> _Aufgaben_
**1.** Fassen Sie im Text zur Pflegereform den Absatz, der mit „Bereits im November“ beginnt, als kurze Stichpunktliste zusammen.
**2.** Geben Sie aus dem Text zur Pflegereform den Abschnitt von „Die Zeit wird“ bis einschließlich „gemessen zu werden.“ wortgetreu wieder.
**3.** Führen Sie den Text zur Pflegereform im Anschluss an seinen letzten Satz fort.

Die Zeit wird knapp. Wenn Bundesgesundheitsminister Jens Spahn (CDU) die angekündigte Pflegereform noch vor den Bundestagswahlen im September durchs Parlament bringen will, muss er sich beeilen. Zugleich böte ihm dieses Projekt die Chance, nicht nur am Thema Impfen und Corona-Tests gemessen zu werden.
Bereits im November hatte der Minister Eckpunkte vorgelegt. Am Montag berichtete das Nachrichtenportal "ThePioneer" nun über den nächsten Schritt: einen Arbeitsentwurf aus dem Gesundheitsministerium. Spahn selber hatte bereits Anfang März erklärt, die Reform sei "im Grunde fertig". Es hänge nun an Vizekanzler Olaf Scholz (SPD) und der Bundesregierung insgesamt, "ob wir uns gemeinsam diesen Schritt noch zutrauen".

> _Untersuchte Daten_
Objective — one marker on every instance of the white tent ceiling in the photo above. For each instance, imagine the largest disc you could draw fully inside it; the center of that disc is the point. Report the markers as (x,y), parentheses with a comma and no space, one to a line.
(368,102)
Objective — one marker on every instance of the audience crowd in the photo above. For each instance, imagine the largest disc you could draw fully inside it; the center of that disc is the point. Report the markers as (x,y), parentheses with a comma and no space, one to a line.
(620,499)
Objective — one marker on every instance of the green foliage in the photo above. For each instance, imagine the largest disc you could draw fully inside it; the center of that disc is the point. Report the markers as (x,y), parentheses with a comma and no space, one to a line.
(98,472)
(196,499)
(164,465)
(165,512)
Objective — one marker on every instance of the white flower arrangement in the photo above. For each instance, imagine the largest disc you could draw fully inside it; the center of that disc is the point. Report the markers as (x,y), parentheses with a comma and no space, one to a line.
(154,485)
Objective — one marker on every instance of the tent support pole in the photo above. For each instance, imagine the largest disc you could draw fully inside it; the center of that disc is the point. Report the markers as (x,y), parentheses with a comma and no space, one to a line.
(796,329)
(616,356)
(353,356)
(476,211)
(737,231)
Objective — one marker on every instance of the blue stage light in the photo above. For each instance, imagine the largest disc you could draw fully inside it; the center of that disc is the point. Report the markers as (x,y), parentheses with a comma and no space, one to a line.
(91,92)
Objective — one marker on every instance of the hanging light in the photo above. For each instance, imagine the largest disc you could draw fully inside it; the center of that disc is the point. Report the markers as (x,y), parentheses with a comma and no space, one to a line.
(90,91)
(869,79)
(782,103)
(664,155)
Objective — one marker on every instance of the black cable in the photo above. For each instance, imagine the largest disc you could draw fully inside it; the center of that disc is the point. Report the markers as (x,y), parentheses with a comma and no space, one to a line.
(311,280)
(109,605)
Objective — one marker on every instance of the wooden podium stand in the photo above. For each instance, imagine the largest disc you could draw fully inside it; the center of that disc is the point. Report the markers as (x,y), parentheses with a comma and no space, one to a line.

> _Antworten_
**1.**
- Im November legte Spahn Eckpunkte vor.
- Am Montag berichtete „ThePioneer“ über einen Arbeitsentwurf aus dem Gesundheitsministerium.
- Anfang März nannte Spahn die Reform „im Grunde fertig“.
- Es hänge nun an Vizekanzler Olaf Scholz (SPD) und der gesamten Bundesregierung, ob man sich diesen Schritt gemeinsam noch zutraue.

**2.**
Die Zeit wird knapp. Wenn Bundesgesundheitsminister Jens Spahn (CDU) die angekündigte Pflegereform noch vor den Bundestagswahlen im September durchs Parlament bringen will, muss er sich beeilen. Zugleich böte ihm dieses Projekt die Chance, nicht nur am Thema Impfen und Corona-Tests gemessen zu werden.

**3.**
Entlastung langjähriger Heimbewohner
Zentrales Anliegen ist eine Entlastung langjähriger Heimbewohner bei den ständig gewachsenen Eigenanteilen zur Pflege. Überraschend sieht der Arbeitsentwurf jetzt andere Regelungen vor als die Eckpunkte.
Geplant ist ein Stufenmodell: Dabei soll der Eigenanteil, der für die reine Pflege anfällt, nach mehr als einem Jahr im Pflegeheim um 25 Prozent abgesenkt werden, nach mehr als zwei Jahren um die Hälfte und nach mehr als drei Jahren um 75 Prozent. Für langjährige Heimbewohner würden Spahns Pläne eine Entlastung um fast 600 Euro bedeuten.
Aktuell müssen Heimbewohner für die Pflege einen Eigenanteil von 786 Euro pro Monat zuzahlen. Insgesamt beläuft sich der Zuzahlungsbetrag auf zuletzt durchschnittlich 2.068 Euro monatlich. Darin sind auch die Kosten für Verpflegung und Unterbringung sowie Ausbildungskosten berücksichtigt.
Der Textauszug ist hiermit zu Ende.